Task to complete:
Once the line containing "376L0 367L5 480L170" is found, copy it and each subsequent line exactly. Stop at the end of the records below.

Data entries:
━━━
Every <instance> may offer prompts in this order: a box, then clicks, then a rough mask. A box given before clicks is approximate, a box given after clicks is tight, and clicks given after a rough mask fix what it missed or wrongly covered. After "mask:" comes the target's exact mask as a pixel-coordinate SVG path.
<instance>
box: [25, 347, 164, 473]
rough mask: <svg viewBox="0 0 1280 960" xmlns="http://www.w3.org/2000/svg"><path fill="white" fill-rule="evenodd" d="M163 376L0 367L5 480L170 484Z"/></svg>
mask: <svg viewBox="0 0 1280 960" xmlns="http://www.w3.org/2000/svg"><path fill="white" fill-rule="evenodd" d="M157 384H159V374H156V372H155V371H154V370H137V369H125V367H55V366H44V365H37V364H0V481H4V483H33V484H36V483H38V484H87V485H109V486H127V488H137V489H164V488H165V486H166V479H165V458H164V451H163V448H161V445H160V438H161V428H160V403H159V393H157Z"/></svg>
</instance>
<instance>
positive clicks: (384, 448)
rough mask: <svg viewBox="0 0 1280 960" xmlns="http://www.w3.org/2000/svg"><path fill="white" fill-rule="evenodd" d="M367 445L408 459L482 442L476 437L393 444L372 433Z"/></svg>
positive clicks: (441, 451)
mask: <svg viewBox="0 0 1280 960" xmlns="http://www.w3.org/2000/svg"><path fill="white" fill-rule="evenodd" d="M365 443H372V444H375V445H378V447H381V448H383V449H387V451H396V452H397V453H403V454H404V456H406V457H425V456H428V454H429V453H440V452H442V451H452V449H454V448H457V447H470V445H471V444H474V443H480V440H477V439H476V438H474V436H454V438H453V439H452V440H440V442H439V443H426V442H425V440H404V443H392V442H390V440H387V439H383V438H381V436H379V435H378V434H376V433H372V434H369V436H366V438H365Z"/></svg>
━━━
Task solution:
rough mask: <svg viewBox="0 0 1280 960" xmlns="http://www.w3.org/2000/svg"><path fill="white" fill-rule="evenodd" d="M163 376L0 367L5 480L170 484Z"/></svg>
mask: <svg viewBox="0 0 1280 960" xmlns="http://www.w3.org/2000/svg"><path fill="white" fill-rule="evenodd" d="M157 384H159V374H156V372H155V371H154V370H137V369H125V367H55V366H44V365H37V364H0V481H4V483H33V484H36V483H38V484H87V485H109V486H127V488H137V489H164V488H165V486H166V479H165V458H164V451H163V448H161V445H160V438H161V428H160V403H159V393H157Z"/></svg>
</instance>
<instance>
positive clicks: (384, 448)
rough mask: <svg viewBox="0 0 1280 960" xmlns="http://www.w3.org/2000/svg"><path fill="white" fill-rule="evenodd" d="M367 445L408 459L482 442L476 437L393 444L372 433Z"/></svg>
positive clicks: (441, 451)
mask: <svg viewBox="0 0 1280 960" xmlns="http://www.w3.org/2000/svg"><path fill="white" fill-rule="evenodd" d="M365 443H372V444H375V445H378V447H381V448H383V449H387V451H396V452H397V453H403V454H404V456H406V457H425V456H428V454H429V453H440V452H442V451H452V449H454V448H457V447H470V445H471V444H474V443H480V440H477V439H476V438H474V436H454V438H453V439H452V440H440V442H439V443H426V442H425V440H404V443H392V442H390V440H387V439H383V438H381V436H379V435H378V434H376V433H372V434H369V436H366V438H365Z"/></svg>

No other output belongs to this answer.